[START OF Dataset excerpts]

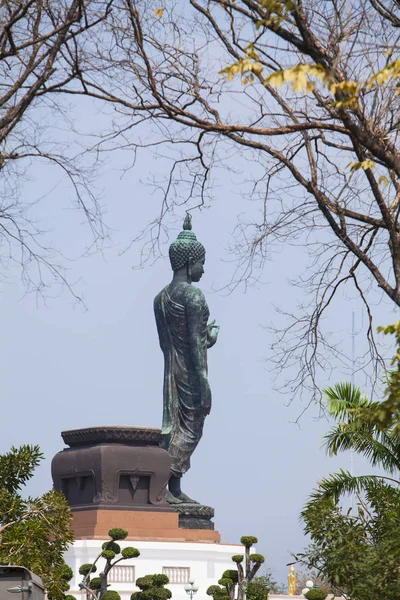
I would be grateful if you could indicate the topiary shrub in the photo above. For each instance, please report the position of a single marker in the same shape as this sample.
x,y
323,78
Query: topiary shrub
x,y
248,540
230,574
225,581
117,533
66,572
316,594
237,558
95,583
87,568
131,552
112,546
257,558
111,595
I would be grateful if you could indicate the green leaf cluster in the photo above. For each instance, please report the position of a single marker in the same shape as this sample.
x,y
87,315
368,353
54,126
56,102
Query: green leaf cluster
x,y
357,551
35,532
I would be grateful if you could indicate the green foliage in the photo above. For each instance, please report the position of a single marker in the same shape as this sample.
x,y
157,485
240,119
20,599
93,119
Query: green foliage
x,y
357,551
111,595
237,558
225,581
95,583
213,589
257,558
35,532
248,541
131,552
87,568
316,594
117,533
231,574
257,590
112,546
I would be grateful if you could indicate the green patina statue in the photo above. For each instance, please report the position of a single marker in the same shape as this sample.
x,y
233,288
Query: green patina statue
x,y
182,314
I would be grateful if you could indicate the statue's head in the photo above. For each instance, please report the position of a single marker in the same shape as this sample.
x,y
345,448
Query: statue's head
x,y
187,252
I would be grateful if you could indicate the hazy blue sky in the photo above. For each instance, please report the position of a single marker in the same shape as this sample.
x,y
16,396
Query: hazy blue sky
x,y
64,368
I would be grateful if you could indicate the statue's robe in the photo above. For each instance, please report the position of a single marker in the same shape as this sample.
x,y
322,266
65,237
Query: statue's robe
x,y
183,415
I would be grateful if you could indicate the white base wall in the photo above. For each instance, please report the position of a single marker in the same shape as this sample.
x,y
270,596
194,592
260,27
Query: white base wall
x,y
206,562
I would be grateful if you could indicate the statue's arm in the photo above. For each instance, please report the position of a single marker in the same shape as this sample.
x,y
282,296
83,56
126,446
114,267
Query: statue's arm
x,y
159,323
195,306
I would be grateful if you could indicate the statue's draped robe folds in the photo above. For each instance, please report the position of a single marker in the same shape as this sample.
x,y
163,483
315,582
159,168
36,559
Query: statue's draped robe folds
x,y
183,416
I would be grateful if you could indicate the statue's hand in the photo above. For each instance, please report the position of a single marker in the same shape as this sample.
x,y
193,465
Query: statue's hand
x,y
212,333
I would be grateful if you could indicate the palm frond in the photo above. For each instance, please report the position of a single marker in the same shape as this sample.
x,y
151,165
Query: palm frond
x,y
343,399
380,450
343,482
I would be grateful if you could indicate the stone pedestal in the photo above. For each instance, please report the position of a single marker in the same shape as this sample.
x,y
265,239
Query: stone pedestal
x,y
117,477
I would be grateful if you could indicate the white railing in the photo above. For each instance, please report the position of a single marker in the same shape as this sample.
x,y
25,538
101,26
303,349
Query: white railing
x,y
122,574
177,574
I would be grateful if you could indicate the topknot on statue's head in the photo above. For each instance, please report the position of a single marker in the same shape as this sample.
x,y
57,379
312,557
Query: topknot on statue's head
x,y
185,247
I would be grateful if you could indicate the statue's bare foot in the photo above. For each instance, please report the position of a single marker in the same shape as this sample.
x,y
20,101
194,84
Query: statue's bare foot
x,y
184,498
171,499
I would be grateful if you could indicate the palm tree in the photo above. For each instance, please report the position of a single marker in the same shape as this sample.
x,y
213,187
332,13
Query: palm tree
x,y
381,447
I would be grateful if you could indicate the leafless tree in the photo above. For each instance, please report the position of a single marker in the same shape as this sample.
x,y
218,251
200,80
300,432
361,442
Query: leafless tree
x,y
160,62
33,35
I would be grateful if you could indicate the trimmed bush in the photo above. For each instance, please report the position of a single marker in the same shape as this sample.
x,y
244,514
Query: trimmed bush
x,y
256,590
231,574
95,583
112,546
225,581
111,595
237,558
316,594
257,558
248,540
213,589
87,568
117,533
130,552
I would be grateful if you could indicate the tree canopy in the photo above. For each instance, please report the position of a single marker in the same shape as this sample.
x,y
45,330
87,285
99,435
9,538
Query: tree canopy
x,y
303,96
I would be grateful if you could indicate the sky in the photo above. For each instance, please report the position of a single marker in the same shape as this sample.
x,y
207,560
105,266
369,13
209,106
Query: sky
x,y
65,367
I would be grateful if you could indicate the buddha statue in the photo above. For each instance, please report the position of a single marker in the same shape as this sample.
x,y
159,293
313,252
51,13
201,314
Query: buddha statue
x,y
292,580
182,315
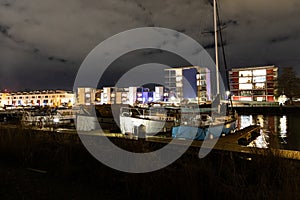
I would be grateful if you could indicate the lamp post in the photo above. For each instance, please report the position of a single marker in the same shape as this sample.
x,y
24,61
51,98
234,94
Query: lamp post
x,y
228,93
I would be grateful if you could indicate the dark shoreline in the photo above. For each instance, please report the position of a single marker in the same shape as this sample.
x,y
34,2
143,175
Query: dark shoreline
x,y
267,110
71,172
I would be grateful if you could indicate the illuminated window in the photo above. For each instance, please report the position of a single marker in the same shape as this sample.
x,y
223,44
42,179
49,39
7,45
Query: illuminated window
x,y
259,79
260,86
245,86
245,73
260,72
245,80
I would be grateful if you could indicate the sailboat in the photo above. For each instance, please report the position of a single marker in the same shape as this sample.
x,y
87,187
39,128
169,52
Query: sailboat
x,y
197,126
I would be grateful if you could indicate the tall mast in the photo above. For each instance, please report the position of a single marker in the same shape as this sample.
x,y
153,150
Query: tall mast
x,y
216,46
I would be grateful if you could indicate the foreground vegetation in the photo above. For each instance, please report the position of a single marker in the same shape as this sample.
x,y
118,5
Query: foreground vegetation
x,y
50,165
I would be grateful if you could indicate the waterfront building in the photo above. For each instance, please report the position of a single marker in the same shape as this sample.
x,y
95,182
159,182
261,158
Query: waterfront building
x,y
86,96
254,83
192,82
130,95
51,98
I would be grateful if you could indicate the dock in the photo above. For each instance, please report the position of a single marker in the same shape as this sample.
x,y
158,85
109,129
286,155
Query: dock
x,y
228,143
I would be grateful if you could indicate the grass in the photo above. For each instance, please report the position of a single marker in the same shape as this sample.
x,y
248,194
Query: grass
x,y
73,173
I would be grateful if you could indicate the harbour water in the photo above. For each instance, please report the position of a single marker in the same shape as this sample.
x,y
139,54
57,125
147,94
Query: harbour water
x,y
283,130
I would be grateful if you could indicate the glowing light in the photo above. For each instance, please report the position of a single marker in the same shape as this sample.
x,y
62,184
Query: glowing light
x,y
283,126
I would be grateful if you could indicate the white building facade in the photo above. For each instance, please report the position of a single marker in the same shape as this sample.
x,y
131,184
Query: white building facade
x,y
51,98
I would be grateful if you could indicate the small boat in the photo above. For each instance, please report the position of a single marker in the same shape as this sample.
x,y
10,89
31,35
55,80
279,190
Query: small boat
x,y
48,118
156,120
200,126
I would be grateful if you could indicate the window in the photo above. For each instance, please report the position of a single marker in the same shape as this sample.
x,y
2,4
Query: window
x,y
259,72
245,80
245,73
245,87
259,79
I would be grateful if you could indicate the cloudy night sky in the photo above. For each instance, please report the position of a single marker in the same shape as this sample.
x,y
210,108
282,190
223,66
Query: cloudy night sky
x,y
43,43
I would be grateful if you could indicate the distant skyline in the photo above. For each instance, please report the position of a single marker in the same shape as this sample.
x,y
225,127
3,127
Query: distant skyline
x,y
43,43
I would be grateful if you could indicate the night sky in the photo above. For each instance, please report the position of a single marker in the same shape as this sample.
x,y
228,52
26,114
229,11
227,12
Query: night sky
x,y
43,43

[END OF Dataset excerpts]

• _Task_
Reproduce word for word the stretch from the line that begins "I would be grateful if you could indicate the night" through the end of the records, both ends included.

• _Written reply_
I would be grateful if you could indicate the night sky in the photo above. For each instance, please report the position of a single marker in the same shape as this sample.
x,y
228,52
26,114
229,11
227,12
Query: night sky
x,y
43,43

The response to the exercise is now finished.